Count the lines in the items below that contain the string "steel". Give only the number.

□ □ □

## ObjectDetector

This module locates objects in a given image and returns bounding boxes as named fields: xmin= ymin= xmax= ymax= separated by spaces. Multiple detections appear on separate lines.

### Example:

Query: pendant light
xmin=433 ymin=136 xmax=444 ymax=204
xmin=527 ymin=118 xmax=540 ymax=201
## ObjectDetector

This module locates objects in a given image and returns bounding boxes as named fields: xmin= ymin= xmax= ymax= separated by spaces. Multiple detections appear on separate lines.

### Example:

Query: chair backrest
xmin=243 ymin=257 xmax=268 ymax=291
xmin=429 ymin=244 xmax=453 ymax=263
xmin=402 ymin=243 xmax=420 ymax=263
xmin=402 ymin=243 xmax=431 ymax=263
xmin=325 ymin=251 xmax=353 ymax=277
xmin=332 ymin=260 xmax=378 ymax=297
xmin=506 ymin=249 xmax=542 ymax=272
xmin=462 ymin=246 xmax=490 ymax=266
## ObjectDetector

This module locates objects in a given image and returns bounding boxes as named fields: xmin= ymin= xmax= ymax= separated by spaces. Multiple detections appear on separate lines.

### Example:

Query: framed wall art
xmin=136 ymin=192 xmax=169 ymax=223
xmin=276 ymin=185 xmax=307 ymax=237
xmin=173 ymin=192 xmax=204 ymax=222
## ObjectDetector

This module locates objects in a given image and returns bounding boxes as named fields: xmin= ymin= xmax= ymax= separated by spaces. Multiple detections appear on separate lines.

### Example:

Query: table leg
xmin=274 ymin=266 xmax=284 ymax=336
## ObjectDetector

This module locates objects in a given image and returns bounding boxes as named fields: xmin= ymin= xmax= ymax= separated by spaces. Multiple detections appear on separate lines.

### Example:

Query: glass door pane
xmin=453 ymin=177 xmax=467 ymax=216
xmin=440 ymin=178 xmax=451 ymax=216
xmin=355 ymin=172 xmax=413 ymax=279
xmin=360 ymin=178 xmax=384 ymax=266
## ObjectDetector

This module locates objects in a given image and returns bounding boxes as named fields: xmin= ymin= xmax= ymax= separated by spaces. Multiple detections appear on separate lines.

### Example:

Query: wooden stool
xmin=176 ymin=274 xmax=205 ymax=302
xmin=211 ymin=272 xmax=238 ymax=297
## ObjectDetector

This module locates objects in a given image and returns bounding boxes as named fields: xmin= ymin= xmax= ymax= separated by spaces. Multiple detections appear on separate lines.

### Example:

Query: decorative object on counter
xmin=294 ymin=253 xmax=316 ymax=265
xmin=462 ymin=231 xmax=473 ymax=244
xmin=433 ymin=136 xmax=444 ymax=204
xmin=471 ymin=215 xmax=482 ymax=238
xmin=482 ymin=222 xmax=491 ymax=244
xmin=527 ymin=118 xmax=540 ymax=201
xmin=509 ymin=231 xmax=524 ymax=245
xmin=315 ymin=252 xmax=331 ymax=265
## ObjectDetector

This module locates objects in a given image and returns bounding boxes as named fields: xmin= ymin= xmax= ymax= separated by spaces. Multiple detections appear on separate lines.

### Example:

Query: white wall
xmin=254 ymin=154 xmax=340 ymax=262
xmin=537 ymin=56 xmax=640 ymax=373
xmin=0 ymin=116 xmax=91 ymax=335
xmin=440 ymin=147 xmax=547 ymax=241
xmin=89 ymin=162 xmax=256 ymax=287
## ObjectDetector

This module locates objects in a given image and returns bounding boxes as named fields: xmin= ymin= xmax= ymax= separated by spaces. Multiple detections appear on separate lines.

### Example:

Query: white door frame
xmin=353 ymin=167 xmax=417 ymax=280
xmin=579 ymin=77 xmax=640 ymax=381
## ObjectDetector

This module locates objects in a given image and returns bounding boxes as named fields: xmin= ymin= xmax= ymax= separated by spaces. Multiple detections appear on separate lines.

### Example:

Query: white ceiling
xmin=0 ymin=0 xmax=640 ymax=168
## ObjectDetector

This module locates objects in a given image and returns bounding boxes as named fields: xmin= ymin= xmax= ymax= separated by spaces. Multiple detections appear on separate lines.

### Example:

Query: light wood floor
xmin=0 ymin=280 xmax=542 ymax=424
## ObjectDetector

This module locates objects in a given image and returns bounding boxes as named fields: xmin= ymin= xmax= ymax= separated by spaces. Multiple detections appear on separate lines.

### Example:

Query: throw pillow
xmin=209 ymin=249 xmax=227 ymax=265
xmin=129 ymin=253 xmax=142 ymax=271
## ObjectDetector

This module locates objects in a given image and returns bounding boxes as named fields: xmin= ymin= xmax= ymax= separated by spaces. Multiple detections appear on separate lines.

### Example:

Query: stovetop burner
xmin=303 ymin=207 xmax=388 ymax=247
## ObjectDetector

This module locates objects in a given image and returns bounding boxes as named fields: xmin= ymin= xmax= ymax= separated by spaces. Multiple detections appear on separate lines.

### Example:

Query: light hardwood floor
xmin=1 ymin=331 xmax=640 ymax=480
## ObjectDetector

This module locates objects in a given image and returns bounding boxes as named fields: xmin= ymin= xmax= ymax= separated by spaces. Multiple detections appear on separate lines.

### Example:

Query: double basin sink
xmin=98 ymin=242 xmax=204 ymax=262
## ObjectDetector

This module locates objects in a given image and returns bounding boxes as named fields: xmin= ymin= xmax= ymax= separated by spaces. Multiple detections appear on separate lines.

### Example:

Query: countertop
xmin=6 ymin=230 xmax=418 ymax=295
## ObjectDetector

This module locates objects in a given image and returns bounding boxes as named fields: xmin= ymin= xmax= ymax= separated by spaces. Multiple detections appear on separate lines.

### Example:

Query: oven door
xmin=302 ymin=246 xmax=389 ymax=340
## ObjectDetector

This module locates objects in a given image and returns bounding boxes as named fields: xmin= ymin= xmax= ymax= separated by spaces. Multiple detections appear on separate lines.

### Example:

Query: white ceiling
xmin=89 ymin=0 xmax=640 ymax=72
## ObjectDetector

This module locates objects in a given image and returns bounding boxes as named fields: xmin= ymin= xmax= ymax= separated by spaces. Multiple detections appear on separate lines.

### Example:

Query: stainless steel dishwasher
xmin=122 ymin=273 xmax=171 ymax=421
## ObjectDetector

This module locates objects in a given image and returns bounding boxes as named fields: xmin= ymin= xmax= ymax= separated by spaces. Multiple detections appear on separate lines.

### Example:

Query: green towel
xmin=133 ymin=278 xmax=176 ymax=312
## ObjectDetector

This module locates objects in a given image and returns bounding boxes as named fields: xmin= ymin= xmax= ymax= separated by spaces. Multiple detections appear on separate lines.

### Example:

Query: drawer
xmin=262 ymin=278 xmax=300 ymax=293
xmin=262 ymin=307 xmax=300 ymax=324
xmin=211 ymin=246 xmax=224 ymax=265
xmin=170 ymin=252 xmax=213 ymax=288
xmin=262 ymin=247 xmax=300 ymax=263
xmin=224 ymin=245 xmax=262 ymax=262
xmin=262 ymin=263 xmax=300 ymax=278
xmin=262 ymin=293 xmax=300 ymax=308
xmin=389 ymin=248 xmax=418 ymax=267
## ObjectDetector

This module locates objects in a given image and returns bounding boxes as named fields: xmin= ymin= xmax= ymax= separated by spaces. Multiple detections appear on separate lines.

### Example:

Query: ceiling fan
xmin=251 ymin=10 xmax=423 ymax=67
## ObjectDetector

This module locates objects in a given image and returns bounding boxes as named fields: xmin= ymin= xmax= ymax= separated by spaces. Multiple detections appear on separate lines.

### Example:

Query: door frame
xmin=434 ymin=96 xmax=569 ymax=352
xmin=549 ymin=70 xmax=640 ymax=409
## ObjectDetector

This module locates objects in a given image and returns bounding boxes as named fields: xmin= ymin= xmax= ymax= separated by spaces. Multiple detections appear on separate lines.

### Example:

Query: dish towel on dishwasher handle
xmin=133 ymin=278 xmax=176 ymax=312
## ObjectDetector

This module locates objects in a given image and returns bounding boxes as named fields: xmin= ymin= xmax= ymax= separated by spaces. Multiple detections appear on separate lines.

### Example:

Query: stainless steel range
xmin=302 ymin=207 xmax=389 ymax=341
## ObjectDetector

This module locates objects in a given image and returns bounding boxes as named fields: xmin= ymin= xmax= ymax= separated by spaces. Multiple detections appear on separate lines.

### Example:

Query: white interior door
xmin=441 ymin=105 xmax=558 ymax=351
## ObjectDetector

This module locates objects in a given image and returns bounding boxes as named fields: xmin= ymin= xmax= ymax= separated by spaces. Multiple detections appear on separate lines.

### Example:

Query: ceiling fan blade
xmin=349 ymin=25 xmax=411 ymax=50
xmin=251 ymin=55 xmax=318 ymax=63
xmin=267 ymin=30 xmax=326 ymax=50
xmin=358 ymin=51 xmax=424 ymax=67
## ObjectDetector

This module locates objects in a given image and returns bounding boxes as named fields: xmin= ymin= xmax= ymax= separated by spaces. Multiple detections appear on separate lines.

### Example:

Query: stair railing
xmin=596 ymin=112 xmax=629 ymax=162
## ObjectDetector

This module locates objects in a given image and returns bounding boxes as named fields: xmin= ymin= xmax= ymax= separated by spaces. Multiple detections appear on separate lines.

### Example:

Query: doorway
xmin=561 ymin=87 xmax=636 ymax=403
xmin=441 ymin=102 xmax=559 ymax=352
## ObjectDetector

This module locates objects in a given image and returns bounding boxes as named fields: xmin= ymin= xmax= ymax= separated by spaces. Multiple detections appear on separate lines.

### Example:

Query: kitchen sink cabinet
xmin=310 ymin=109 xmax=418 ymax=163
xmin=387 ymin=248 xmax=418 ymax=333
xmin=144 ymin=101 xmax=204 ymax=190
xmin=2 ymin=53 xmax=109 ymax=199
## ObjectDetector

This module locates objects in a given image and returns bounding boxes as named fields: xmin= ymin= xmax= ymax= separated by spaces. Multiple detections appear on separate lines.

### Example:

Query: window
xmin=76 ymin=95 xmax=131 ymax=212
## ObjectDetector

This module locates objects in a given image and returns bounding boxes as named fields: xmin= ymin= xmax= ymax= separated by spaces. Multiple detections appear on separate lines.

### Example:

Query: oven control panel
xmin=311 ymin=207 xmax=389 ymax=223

□ □ □

• [Exercise answer] 2